Given request >> Write out the lines below as a JSON list of strings, one string per line, skipping blank lines and leaving out the pictures.

START Records supplied

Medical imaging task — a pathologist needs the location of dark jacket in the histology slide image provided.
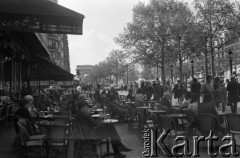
[191,82,201,97]
[173,84,183,99]
[227,81,240,103]
[145,86,154,100]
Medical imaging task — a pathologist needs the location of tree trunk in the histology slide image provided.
[178,53,183,82]
[210,38,215,77]
[205,36,208,78]
[161,42,166,87]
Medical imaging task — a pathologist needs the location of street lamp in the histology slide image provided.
[170,64,173,83]
[228,49,233,76]
[191,59,194,78]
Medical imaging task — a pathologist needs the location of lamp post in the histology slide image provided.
[170,64,173,83]
[228,49,233,76]
[191,59,194,78]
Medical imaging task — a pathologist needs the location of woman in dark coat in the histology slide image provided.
[173,80,183,103]
[227,77,240,113]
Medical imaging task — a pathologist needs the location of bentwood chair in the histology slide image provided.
[48,124,69,158]
[225,114,240,147]
[17,121,44,157]
[196,113,220,136]
[126,104,138,132]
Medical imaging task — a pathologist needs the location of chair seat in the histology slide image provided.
[50,140,68,146]
[26,140,43,146]
[30,135,46,140]
[229,130,240,135]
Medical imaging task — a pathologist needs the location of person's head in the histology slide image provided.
[167,80,170,86]
[185,91,192,100]
[193,78,197,83]
[230,76,236,82]
[76,101,90,116]
[137,88,142,94]
[214,77,221,83]
[203,93,213,103]
[128,89,132,94]
[206,75,212,83]
[111,87,115,92]
[163,93,171,100]
[23,81,28,87]
[20,95,34,109]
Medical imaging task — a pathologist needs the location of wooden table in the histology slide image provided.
[101,119,118,157]
[148,109,167,114]
[166,114,187,118]
[137,106,152,118]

END Records supplied

Final answer >>
[
  "Medical imaging task — a pathologist needs the location of dark jacket in the histology slide image provided.",
  "[191,82,201,97]",
  "[173,84,183,99]",
  "[227,81,240,103]",
  "[145,86,154,100]",
  "Medical imaging task — a pathologist needs the location of tree trunk in the histology slide image provided.",
  "[178,53,183,82]",
  "[210,38,215,77]",
  "[205,36,208,78]",
  "[161,42,166,87]",
  "Medical imaging task — a pathologist needs the location of street lamp in the histology slide image provided.",
  "[170,64,173,83]",
  "[228,49,233,76]",
  "[191,59,194,78]",
  "Medical imaging task — a pathologist needs the location of lamp post in the histology slide image provided.",
  "[170,64,173,83]",
  "[228,49,233,76]",
  "[191,59,194,78]",
  "Medical imaging task — a pathologist needs the location of woman in dark coat in the histology slide image provided.",
  "[173,80,183,103]",
  "[227,77,240,113]",
  "Medical imaging task — a pathologist needs the location of bentwood chair in the histology slide image provided.",
  "[48,124,69,158]",
  "[225,114,240,147]",
  "[17,121,44,157]",
  "[196,113,220,136]",
  "[126,104,138,132]",
  "Medical imaging task — a pathologist needs the location of chair seat in the histology slide image provided.",
  "[50,140,68,146]",
  "[26,140,43,146]",
  "[30,135,46,140]",
  "[229,130,240,135]",
  "Medical imaging task — a pathologist needs the location of person's head in the histology slide image provided.",
  "[167,80,170,86]",
  "[185,91,192,100]",
  "[193,78,197,83]",
  "[230,76,236,82]",
  "[76,101,90,116]",
  "[137,88,142,94]",
  "[214,77,221,83]",
  "[203,93,213,103]",
  "[128,89,132,94]",
  "[206,75,212,83]",
  "[111,87,115,92]",
  "[163,93,171,100]",
  "[23,81,28,87]",
  "[20,95,34,109]",
  "Medical imaging task — a pathologist needs the location of wooden table in the histology slide image provided.",
  "[101,119,118,157]",
  "[148,109,167,114]",
  "[166,114,187,118]",
  "[137,106,152,118]"
]